REQUIREMENT | Copy out, word for word, the stretch from the start of the records through the line that contains "[15,199,418,300]", both ends included. Leave the pictures out of your answer.

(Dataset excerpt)
###

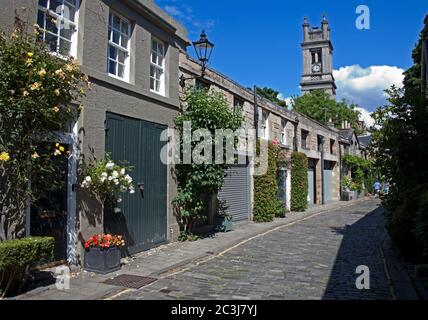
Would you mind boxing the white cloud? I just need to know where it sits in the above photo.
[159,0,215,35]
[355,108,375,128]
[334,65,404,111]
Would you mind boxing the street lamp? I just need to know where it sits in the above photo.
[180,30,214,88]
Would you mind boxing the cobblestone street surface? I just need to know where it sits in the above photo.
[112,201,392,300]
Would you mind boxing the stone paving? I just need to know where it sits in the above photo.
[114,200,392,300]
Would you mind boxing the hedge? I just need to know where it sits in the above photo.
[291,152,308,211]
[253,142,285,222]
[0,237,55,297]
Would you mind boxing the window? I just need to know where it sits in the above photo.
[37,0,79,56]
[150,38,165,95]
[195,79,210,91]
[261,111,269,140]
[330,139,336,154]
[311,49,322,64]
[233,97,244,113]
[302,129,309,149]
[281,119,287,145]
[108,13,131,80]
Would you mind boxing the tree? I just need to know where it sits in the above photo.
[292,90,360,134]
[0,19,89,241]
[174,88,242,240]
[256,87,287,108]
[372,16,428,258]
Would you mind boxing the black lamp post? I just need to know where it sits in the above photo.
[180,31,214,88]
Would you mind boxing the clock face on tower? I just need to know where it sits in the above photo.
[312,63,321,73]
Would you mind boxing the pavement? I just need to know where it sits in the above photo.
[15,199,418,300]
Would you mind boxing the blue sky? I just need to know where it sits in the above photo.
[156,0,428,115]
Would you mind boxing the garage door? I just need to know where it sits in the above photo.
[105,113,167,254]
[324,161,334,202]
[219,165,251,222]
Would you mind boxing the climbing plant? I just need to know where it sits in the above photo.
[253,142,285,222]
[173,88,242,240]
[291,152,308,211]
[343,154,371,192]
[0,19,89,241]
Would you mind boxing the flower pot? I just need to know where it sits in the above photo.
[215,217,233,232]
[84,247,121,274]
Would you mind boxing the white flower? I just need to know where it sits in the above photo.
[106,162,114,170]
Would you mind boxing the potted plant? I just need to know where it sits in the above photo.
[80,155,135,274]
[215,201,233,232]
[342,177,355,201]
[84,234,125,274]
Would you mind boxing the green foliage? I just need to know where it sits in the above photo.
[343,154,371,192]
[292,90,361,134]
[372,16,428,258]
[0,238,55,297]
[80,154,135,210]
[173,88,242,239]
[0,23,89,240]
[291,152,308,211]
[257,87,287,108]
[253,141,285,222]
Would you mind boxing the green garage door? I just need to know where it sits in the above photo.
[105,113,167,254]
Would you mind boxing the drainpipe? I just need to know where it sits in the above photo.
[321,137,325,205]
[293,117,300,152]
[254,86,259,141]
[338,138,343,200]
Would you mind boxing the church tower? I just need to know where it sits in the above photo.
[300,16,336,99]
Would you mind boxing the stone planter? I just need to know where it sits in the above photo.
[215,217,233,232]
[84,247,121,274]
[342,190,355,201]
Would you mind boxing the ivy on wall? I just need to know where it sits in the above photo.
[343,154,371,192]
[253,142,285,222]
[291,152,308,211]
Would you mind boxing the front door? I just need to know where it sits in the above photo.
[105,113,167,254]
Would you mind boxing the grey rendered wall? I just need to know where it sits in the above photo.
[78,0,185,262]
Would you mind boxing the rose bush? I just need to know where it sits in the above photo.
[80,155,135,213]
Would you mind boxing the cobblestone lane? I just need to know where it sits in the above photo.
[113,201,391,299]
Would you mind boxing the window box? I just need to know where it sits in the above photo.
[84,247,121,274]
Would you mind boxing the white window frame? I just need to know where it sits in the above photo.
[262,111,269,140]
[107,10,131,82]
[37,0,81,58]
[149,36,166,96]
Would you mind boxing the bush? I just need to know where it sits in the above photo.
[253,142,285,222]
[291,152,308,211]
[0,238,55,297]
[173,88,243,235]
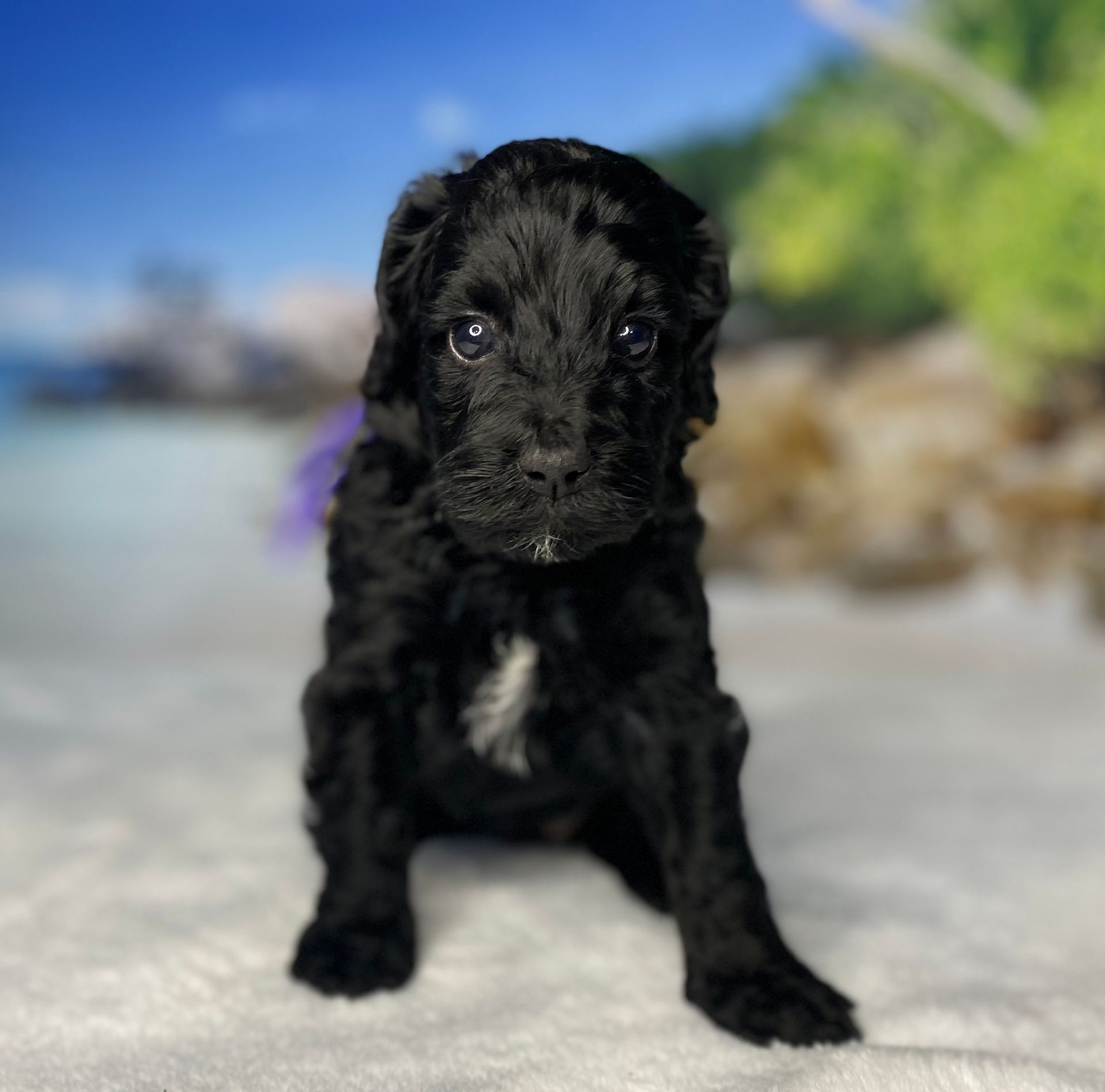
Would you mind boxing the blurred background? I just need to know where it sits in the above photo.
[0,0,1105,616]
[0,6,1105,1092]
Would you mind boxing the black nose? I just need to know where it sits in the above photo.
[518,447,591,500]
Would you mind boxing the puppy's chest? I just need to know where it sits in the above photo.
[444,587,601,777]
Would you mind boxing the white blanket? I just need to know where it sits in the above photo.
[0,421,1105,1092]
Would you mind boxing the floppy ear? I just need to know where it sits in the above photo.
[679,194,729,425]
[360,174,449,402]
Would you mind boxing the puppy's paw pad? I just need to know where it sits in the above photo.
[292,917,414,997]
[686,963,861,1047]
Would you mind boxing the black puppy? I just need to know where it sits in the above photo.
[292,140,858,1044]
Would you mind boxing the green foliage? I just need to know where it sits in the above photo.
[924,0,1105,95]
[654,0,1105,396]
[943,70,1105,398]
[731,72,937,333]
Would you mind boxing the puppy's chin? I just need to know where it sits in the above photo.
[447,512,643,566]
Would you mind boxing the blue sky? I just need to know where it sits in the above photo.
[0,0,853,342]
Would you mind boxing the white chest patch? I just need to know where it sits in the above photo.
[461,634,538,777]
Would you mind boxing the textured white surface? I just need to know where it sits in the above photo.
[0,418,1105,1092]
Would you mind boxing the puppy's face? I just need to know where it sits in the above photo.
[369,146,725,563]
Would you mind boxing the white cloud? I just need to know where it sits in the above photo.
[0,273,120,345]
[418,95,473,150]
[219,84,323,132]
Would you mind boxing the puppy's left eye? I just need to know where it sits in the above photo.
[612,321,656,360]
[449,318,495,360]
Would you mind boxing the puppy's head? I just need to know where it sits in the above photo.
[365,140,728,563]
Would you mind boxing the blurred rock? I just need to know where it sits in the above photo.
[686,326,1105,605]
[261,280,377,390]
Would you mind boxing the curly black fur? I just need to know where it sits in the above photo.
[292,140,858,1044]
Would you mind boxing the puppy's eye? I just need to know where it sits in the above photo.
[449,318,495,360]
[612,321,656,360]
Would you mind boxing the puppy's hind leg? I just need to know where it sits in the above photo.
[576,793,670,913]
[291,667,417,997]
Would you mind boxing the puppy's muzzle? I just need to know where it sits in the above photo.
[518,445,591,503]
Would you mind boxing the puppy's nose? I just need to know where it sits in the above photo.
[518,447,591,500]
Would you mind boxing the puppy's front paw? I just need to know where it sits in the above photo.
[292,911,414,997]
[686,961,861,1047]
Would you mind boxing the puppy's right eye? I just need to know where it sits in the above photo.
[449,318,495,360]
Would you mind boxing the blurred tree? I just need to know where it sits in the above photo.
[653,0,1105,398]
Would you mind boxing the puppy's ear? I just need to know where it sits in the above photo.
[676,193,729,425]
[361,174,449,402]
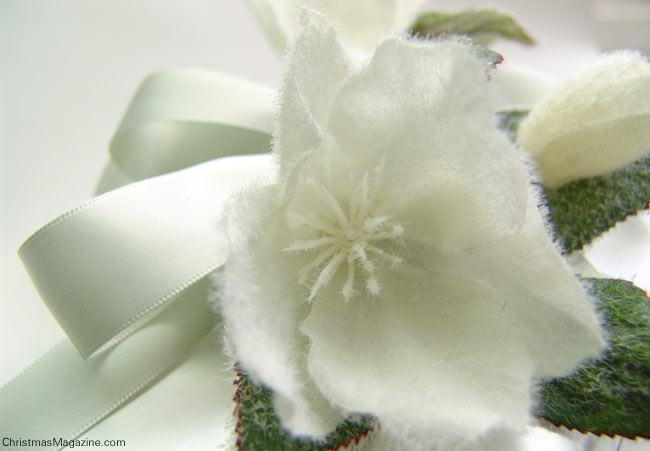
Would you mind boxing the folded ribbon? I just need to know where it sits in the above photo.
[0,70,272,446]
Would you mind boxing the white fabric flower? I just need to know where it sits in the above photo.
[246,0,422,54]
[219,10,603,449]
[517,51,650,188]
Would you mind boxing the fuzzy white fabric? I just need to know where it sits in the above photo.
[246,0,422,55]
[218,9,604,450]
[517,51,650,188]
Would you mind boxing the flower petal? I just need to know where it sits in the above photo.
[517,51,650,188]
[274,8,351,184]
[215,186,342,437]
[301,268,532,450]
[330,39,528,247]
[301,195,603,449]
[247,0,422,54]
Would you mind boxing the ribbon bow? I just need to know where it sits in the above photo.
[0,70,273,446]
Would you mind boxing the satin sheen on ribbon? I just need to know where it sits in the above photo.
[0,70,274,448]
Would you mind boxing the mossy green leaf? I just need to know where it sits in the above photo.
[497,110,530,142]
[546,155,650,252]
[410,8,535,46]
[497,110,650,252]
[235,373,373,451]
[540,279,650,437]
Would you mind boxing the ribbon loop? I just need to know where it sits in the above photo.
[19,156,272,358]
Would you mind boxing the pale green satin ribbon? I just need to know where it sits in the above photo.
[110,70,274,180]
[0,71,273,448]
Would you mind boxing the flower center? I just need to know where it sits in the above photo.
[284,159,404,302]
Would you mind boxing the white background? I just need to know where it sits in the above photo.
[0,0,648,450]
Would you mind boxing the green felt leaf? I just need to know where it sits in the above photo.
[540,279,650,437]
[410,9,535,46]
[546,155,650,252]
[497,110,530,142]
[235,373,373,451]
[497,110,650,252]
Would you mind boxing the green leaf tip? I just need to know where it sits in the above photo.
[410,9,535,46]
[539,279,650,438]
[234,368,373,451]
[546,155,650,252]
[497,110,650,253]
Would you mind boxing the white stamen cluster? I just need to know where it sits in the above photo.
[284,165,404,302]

###

ANSWER FOR THE TASK |
Would you mind boxing the white cloud? I just need to know where it sits in the above photo.
[159,0,215,35]
[355,108,375,128]
[334,65,404,111]
Would you mind boxing the street lamp? I just need to know where it sits in the above photo.
[180,30,214,88]
Would you mind boxing the cobblestone street surface? I just need to know where it sits in the above photo.
[112,201,392,300]
Would you mind boxing the stone paving? I just need to know where it sits in the above photo.
[114,200,392,300]
Would you mind boxing the hedge? I just need to know where it sits in the above photo.
[291,152,308,211]
[253,142,285,222]
[0,237,55,297]
Would you mind boxing the window? I just need to know where it sits in the above photo.
[37,0,79,56]
[150,38,165,95]
[195,79,210,91]
[261,111,269,140]
[330,139,336,154]
[311,49,322,64]
[233,97,244,113]
[302,129,309,149]
[281,119,287,145]
[108,13,131,80]
Would you mind boxing the tree? I just need to know where it sits in the above photo.
[292,90,360,134]
[0,19,89,241]
[174,88,242,240]
[256,87,287,108]
[372,16,428,258]
Would you mind boxing the black lamp post? I just need to know where it sits in the above photo.
[180,31,214,88]
Would you mind boxing the clock face on tower? I just need to know where it sits in the above photo.
[312,63,321,73]
Would you mind boxing the pavement? I just need to know where it sits in the above photo.
[15,199,418,300]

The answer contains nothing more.